### [Trecho da página]
++++++++

Militares em foco no cenário de crise pós-eleitoral
O presidente eleito dos EUA, Donald Trump, assiste aos 117º jogos de futebol do Exército/Marinha, com o ex-prefeito de Nova Iorque Rudy Giuliani, em Baltimore, Maryland, em 10 de dez. 2016 (Crédito: Timothy A. Clary/AFP/Getty Images)
Por Solange Reis*
Pouco antes de Jair Bolsonaro ser eleito, o general Eduardo Villas-Bôas fez uma declaração enigmática. “É preciso manter a energia que nos move em direção à paz social, sob pena de que o povo brasileiro venha a cair outra vez no desalento e na eventual convulsão social”, disse o então comandante das Forças Armadas no Brasil.

++++++++

### [Conteúdo dos dados]
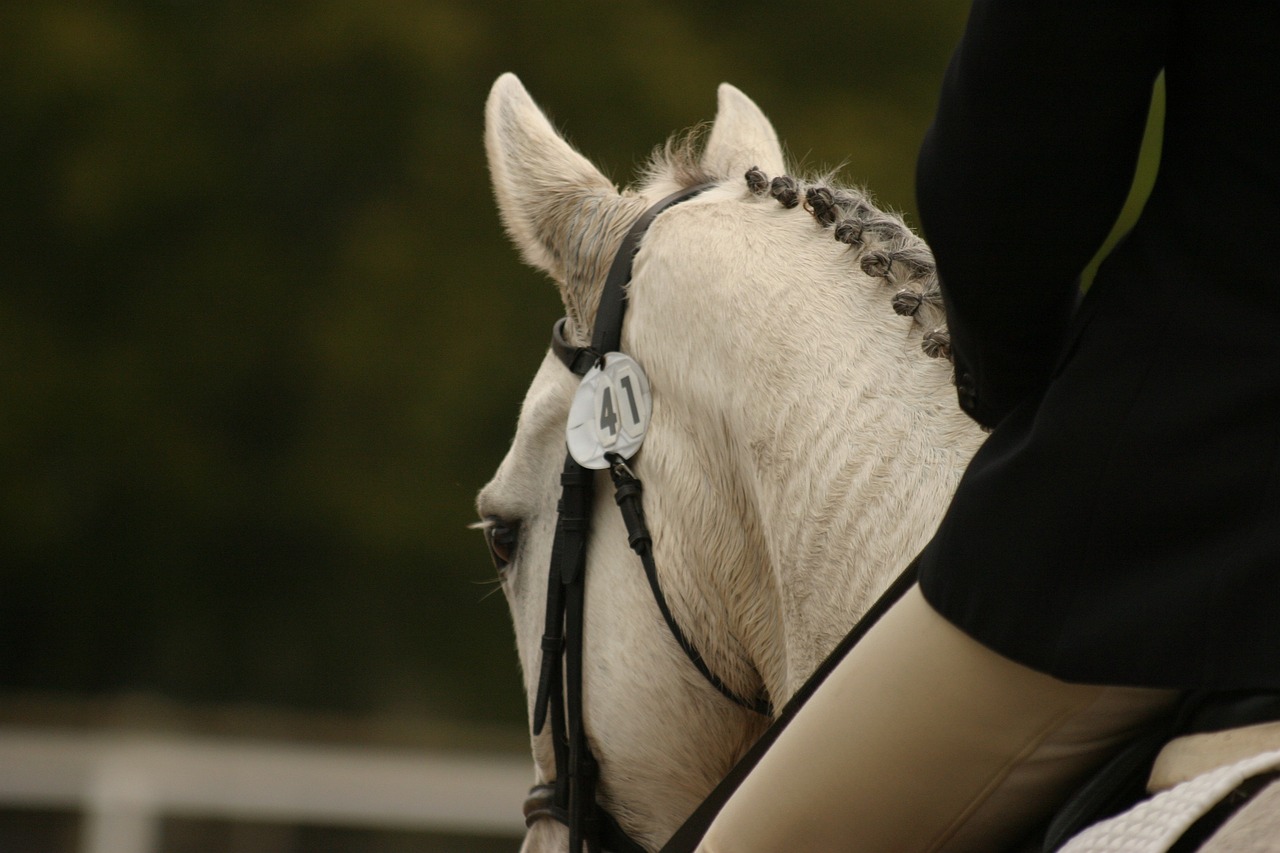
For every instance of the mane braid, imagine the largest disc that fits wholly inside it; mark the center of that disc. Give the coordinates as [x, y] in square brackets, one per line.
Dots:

++++++++

Escreva a continuação do texto sobre os militares na crise pós-eleitoral, começando logo após a última frase apresentada.

A fala foi geralmente interpretada como intimidação ao Supremo Tribunal Federal (STF), que estava prestes a julgar a validade de prisão após condenação em segunda instância. Uma decisão contrária do STF daria a Lula a possibilidade de concorrer à Presidência e, ao Brasil, a chance de não ser governado pela extrema-direita. Nada disso aconteceu, portanto Villas-Bôas atirou no que mirou.
A ameaça velada do general não foi a última nem a primeira em apoio a Bolsonaro. Tampouco um caso único de interferência militar na política brasileira. O país, cuja república nasceu de um golpe de Estado, construiu sua história republicana alternando entre democracia e autoritarismo. Militares foram e ainda são a engrenagem da nossa instabilidade.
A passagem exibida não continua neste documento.